▸ **WHAT YOU ARE ASKED TO DO**: What you return must match the entries exactly, except that the pictures are gone.

--- RECORDS FOR THE EXERCISE ---

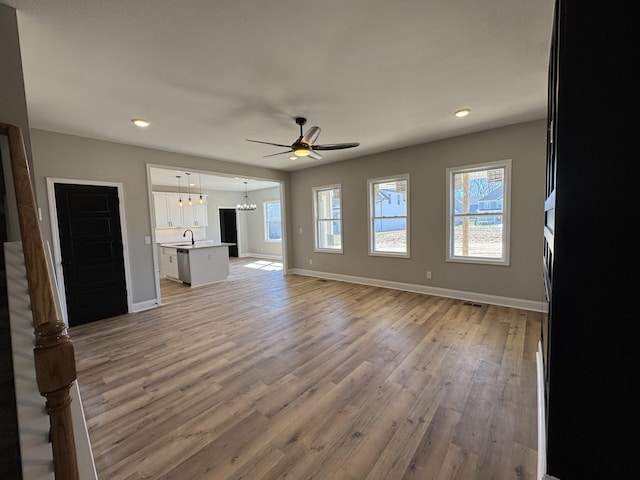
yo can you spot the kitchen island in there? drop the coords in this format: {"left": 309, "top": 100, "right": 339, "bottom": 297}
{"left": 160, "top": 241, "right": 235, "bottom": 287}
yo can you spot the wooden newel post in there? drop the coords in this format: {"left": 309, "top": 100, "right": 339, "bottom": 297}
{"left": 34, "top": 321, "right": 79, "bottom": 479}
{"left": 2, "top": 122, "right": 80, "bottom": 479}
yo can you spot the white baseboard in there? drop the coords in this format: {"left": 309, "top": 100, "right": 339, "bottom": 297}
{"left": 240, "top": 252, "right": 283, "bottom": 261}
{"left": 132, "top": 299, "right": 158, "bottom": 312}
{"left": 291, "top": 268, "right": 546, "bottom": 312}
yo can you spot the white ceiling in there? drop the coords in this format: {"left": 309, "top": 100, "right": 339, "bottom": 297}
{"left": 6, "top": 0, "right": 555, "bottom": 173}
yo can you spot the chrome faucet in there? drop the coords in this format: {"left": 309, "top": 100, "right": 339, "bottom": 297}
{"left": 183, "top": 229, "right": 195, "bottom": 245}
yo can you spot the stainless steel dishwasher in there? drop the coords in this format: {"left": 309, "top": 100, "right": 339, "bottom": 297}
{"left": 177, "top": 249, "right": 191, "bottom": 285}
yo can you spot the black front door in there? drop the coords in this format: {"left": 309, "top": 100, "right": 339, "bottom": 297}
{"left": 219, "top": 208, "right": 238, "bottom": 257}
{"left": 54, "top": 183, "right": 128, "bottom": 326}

---

▸ **TASK SOLUTION**:
yo can you spot the kitchen island in there? drop the coords in this format: {"left": 309, "top": 100, "right": 339, "bottom": 297}
{"left": 160, "top": 241, "right": 235, "bottom": 287}
yo can you spot the wooden newel post in there? drop the coords in this format: {"left": 309, "top": 100, "right": 339, "bottom": 297}
{"left": 34, "top": 321, "right": 79, "bottom": 479}
{"left": 2, "top": 122, "right": 80, "bottom": 479}
yo can you spot the white baseboard in there? drop the coords in this format: {"left": 309, "top": 100, "right": 339, "bottom": 297}
{"left": 240, "top": 252, "right": 283, "bottom": 261}
{"left": 132, "top": 299, "right": 158, "bottom": 312}
{"left": 291, "top": 268, "right": 546, "bottom": 312}
yo can you spot the white ceiling in there? drop the coords in this format: {"left": 309, "top": 100, "right": 339, "bottom": 297}
{"left": 6, "top": 0, "right": 555, "bottom": 173}
yo can you spot the chrome faucet in there? drop the coords in this format: {"left": 309, "top": 100, "right": 339, "bottom": 297}
{"left": 183, "top": 229, "right": 195, "bottom": 245}
yo can you spot the stainless steel dishwasher in there? drop the coords in this format: {"left": 309, "top": 100, "right": 339, "bottom": 297}
{"left": 177, "top": 249, "right": 191, "bottom": 285}
yo can you spot the black front door in there? drop the coords in this format: {"left": 309, "top": 100, "right": 339, "bottom": 297}
{"left": 219, "top": 208, "right": 238, "bottom": 257}
{"left": 54, "top": 183, "right": 128, "bottom": 326}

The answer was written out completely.